PROMPT :: Copy every line of the data below word for word, with nothing changed.

SUPPLIED RECORDS ::

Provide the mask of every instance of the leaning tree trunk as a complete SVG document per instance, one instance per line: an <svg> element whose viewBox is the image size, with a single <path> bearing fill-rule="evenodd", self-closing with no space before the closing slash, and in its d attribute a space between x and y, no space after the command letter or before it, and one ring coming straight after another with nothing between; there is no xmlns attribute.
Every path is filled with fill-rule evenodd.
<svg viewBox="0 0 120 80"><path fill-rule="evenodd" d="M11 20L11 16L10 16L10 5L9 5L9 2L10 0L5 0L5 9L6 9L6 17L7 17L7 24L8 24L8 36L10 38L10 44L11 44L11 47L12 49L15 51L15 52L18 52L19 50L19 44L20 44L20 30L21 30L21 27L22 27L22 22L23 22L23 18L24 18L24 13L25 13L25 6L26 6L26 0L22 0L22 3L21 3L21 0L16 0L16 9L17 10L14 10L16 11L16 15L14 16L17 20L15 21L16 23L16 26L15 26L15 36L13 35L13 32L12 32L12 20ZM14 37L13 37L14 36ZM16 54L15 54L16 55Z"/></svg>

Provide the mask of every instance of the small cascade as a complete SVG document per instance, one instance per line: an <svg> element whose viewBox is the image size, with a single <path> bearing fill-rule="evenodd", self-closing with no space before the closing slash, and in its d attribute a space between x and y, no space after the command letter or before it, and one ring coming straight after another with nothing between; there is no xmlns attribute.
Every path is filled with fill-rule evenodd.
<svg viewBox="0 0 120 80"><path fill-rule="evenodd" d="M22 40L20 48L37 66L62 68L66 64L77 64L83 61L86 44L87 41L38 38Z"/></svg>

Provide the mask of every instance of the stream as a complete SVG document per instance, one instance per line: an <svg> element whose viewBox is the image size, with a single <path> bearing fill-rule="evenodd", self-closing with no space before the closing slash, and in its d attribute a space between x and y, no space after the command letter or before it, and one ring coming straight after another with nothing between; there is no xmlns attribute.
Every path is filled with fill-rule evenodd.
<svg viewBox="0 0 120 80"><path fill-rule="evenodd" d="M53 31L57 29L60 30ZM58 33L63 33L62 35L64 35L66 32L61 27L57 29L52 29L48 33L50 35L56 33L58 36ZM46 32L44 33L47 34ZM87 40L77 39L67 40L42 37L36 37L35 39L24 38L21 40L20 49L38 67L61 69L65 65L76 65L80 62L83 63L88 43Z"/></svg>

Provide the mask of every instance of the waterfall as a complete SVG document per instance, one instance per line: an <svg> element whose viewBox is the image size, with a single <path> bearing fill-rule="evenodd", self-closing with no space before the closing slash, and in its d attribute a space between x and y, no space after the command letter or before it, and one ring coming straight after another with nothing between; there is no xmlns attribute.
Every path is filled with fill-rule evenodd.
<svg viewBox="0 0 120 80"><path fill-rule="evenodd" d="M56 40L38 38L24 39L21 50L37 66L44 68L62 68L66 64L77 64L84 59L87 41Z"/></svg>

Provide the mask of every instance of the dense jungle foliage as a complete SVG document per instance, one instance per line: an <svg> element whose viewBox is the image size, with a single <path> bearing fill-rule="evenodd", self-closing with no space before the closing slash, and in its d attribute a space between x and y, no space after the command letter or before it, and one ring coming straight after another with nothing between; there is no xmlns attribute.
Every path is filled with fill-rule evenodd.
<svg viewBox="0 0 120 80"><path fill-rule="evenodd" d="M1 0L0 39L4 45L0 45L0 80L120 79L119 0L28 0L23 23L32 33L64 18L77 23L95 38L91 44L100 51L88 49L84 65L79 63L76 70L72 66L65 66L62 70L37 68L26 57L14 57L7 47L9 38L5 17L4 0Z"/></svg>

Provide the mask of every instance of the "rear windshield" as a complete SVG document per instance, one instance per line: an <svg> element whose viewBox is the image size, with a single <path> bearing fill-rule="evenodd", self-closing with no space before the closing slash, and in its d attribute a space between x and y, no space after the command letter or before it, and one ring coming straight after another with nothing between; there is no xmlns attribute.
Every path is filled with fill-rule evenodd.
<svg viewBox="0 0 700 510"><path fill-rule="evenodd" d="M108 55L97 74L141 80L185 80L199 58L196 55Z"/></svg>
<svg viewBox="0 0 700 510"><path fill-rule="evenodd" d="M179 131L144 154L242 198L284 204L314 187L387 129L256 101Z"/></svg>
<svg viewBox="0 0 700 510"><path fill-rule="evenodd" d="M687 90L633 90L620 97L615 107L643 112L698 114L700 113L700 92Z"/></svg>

THE RESULT ::
Provide the mask of every instance of the leaning tree trunk as a complete SVG document per instance, one instance per line: an <svg> element whose viewBox is the image size, with a single <path> bearing fill-rule="evenodd", self-closing with no space before the closing slash, and in its d attribute a space between x and y, no space after the command letter or before it, and one ring coming straight after another with nothing between; there is no xmlns attribute.
Every path is filled with fill-rule evenodd.
<svg viewBox="0 0 120 80"><path fill-rule="evenodd" d="M11 20L11 16L10 16L10 5L9 5L9 2L10 0L5 0L5 9L6 9L6 17L7 17L7 24L8 24L8 36L10 38L10 44L11 44L11 47L12 49L15 51L15 52L18 52L19 50L19 44L20 44L20 30L21 30L21 27L22 27L22 22L23 22L23 18L24 18L24 13L25 13L25 6L26 6L26 0L22 0L22 3L21 3L21 0L16 0L16 9L17 10L14 10L16 11L16 15L14 16L17 20L15 21L16 23L16 26L15 26L15 36L13 35L13 32L12 32L12 20ZM14 37L13 37L14 36ZM16 54L15 54L16 55Z"/></svg>

Provide the mask of every instance of the small cascade as a complete SVG document per instance, one instance per line: an <svg> element whose viewBox is the image size, with a single <path> bearing fill-rule="evenodd", self-closing with no space before the closing slash, and in its d attribute a space between x and y, no space after the command letter or before it, and one ring coming straight after another with nothing between; there is no xmlns attribute.
Every path is filled with fill-rule evenodd.
<svg viewBox="0 0 120 80"><path fill-rule="evenodd" d="M22 40L20 48L37 66L62 68L66 64L77 64L83 61L86 44L87 41L38 38Z"/></svg>

Provide the mask of every instance of the stream as a complete SVG document per instance, one instance per line: an <svg> element whose viewBox is the image size, with a single <path> bearing fill-rule="evenodd", self-closing with no space before the closing slash, and in its d attribute a space between x and y, no space after the command letter or before it, and one ring coming straight after another with nothing between; there is no xmlns attribute.
Every path is filled with fill-rule evenodd.
<svg viewBox="0 0 120 80"><path fill-rule="evenodd" d="M53 31L57 29L60 30ZM58 33L63 33L62 35L64 35L66 32L61 27L57 29L52 29L48 33L50 35L56 33L58 36ZM46 32L44 33L47 34ZM87 40L77 39L67 40L42 37L36 37L35 39L24 38L21 40L20 49L38 67L61 69L65 65L76 65L80 62L83 63L88 43Z"/></svg>

Provide the mask of every instance of the waterfall as a complete SVG document per instance, one instance per line: an <svg> element whose viewBox is the image size, with a single <path> bearing fill-rule="evenodd", self-closing with no space before the closing slash, and in its d attribute a space between x and y, no space after the command letter or before it, and one ring coming straight after another with nothing between; there is no xmlns attribute.
Every path is filled with fill-rule evenodd.
<svg viewBox="0 0 120 80"><path fill-rule="evenodd" d="M56 40L38 38L24 39L21 50L37 66L44 68L62 68L66 64L77 64L84 59L87 41Z"/></svg>

Provide the mask of every instance of the dense jungle foliage as a complete SVG document per instance, one instance per line: an <svg> element whose viewBox is the image size, with a single <path> bearing fill-rule="evenodd", self-closing with no space before the closing slash, and in its d attribute a space between x and y, no space after the command letter or before it, and one ring coming straight after another with nothing between; there is no xmlns attribute.
Every path is filled with fill-rule evenodd.
<svg viewBox="0 0 120 80"><path fill-rule="evenodd" d="M1 0L0 39L4 45L0 45L0 80L120 79L119 0L28 0L23 23L32 33L64 18L77 23L95 38L91 44L100 51L88 49L84 65L79 63L76 70L72 66L65 66L62 70L37 68L26 57L14 57L7 47L9 38L5 17L4 0Z"/></svg>

Provide the mask of every instance of the "rear windshield" as a complete SVG document per instance, one instance per line: an <svg> element whose viewBox is the image size, with a single <path> bearing fill-rule="evenodd", self-closing with no space before the closing slash, and in its d attribute a space between x and y, no space after the command letter or before it, and one ring coming straight after another with nothing between; there is no xmlns attribute.
Every path is filled with fill-rule evenodd.
<svg viewBox="0 0 700 510"><path fill-rule="evenodd" d="M108 55L97 74L141 80L185 80L199 58L196 55Z"/></svg>
<svg viewBox="0 0 700 510"><path fill-rule="evenodd" d="M179 131L144 154L242 198L284 204L314 187L387 129L256 101Z"/></svg>
<svg viewBox="0 0 700 510"><path fill-rule="evenodd" d="M687 90L633 90L620 97L615 107L643 112L698 114L700 113L700 92Z"/></svg>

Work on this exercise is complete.